● **Excerpt provided**:
☆ ☆ ☆ ☆

6. Why they (excluding older women) are so obsessed with their food and what their mother makes but still have no idea how to cook it themselves.
5. In what parallel world store attendants or service personnel in general live in that they don’t recognise that you are there and instead continue talking to their co-worker.
4. How come they iron their sheets and underwear.
3. Why they still haven’t seen how convenient eating a banana using the peel can be and instead they remove the peel and hold it in their bare hand or cut it with a knife and eat it with a fork. (Likewise, why they use a fork and knife with pizza…hello that is what the crust is for).
2. How they still haven’t figured out how to form a line.
1. Why parents make their children pee in the streets when there is a restaurant with a bathroom only a few feet away. Usually they are sitting in the restaurant´s outdoor seating and others are eating while their child is being held with their pants down over a tree planter.

Tuesday, October 14, 2008

Logic stinks

What is with these people that think so logically that they ruin any fantasy or dreams a "crazy" person may have.

☆ ☆ ☆ ☆

Condense the item in the list of puzzling habits above that begins "1. Why parents make their children pee" into one shorter sentence that keeps its main facts.

☆ ☆ ☆ ☆

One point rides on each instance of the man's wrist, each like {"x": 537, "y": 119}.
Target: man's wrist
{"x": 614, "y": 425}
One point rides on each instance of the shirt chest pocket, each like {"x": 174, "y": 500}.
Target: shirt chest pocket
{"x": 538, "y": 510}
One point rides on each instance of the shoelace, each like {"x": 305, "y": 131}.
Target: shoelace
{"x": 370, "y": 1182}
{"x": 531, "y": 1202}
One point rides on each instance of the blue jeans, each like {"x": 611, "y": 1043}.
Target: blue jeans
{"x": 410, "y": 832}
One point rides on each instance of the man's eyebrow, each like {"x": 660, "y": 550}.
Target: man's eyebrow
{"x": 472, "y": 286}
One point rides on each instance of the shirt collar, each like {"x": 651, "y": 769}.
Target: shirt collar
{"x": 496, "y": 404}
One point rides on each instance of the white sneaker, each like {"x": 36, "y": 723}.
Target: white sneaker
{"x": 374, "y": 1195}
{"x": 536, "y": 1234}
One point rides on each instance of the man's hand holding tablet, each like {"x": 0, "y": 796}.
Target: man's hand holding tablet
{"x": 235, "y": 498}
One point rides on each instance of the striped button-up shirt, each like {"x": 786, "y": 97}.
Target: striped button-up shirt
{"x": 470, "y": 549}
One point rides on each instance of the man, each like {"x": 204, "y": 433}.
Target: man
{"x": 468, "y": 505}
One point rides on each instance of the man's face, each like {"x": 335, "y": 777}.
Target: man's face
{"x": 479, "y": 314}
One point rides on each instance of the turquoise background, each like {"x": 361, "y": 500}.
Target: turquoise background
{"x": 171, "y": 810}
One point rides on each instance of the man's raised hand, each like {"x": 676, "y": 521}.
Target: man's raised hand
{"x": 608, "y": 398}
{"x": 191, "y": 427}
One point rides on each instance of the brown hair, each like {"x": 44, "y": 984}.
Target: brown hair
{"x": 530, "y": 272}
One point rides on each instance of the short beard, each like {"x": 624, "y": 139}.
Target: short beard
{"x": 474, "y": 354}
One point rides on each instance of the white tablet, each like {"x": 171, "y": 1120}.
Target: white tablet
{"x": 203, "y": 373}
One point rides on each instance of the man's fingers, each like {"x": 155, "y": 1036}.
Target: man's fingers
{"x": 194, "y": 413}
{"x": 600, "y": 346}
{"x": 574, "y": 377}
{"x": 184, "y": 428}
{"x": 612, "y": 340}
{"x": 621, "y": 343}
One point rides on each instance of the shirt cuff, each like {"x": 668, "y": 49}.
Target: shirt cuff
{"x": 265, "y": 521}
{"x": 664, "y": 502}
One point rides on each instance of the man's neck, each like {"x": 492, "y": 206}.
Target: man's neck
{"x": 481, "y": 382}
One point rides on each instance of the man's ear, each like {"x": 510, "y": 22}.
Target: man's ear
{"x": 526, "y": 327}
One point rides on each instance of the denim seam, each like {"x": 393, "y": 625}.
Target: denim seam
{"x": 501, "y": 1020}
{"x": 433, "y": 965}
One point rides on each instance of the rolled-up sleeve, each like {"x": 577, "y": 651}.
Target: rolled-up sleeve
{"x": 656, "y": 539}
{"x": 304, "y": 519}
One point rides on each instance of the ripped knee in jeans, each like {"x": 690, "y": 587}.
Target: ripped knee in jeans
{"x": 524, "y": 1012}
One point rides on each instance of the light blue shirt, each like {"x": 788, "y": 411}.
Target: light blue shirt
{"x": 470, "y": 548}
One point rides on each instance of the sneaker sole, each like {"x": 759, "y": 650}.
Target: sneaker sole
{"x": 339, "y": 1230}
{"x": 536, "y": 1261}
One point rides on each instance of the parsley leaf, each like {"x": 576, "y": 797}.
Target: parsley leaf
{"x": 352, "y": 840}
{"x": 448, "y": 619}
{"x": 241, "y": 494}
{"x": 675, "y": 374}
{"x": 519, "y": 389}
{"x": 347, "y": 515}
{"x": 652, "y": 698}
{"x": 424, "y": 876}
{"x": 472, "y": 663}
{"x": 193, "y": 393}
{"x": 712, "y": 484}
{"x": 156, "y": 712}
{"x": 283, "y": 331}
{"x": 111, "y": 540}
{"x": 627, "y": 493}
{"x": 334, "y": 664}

☆ ☆ ☆ ☆

● **Exercise result**:
1. Why parents have their children pee in the street when a restaurant bathroom is only a few feet away, often holding the child with pants down over a tree planter while they sit in the restaurant's outdoor seating and others eat.